▶ **Supplied data**:

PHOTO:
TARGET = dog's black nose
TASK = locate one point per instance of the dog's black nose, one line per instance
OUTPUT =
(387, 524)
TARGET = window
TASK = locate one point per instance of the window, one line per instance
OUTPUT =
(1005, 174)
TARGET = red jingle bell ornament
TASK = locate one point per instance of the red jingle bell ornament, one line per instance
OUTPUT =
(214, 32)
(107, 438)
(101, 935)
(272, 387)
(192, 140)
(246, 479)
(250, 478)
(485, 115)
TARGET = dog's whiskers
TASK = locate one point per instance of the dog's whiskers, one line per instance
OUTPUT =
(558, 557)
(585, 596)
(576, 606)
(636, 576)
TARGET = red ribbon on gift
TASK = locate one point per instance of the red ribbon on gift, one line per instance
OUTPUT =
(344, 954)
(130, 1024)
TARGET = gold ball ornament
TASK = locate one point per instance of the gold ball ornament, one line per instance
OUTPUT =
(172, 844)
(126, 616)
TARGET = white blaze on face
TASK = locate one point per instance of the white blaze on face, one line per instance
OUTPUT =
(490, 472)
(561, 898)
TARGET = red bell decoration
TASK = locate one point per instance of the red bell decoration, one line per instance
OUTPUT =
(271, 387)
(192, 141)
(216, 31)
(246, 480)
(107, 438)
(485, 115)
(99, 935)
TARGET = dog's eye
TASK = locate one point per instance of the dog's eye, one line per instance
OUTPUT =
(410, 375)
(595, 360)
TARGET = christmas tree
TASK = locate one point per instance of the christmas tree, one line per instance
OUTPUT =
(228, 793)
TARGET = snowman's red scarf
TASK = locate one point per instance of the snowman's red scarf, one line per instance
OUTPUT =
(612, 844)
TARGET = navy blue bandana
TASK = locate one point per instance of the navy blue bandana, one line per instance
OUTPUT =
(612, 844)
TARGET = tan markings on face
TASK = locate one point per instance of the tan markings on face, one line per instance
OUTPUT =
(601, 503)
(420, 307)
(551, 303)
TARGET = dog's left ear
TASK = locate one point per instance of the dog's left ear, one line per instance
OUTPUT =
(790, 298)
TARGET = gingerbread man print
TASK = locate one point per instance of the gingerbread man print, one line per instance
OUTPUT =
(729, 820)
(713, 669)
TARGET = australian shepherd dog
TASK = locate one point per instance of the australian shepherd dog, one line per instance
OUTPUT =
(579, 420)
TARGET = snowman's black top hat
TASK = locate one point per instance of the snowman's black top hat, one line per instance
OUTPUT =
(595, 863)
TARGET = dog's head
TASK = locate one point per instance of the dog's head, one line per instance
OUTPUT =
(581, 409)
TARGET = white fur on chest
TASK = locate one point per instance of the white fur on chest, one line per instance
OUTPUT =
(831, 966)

▶ **Prompt**: Rewrite the part that opens with the line containing "TARGET = australian shepherd dog" and closes at the end of the items, keeping every line. Rescale each point coordinate in the answers by multiplying it by 2.35 and rounding to a whole number, with halves rounded up, and leave all other text as it is.

▶ **Solution below**:
TARGET = australian shepherd dog
TASK = locate one point per instance of the australian shepherd dog, one line per instance
OUTPUT =
(1361, 987)
TARGET = snowman's black top hat
TASK = locate one point per instance of the snowman's black top hat, one line per instance
OUTPUT =
(1398, 2028)
TARGET = dog's head
TASK = locate one point per instance of the dog's head, one line per instance
OUTPUT =
(1365, 961)
TARGET = white fur on chest
TASK = locate one point per instance of the white fur on chest, one line per instance
OUTPUT =
(1953, 2270)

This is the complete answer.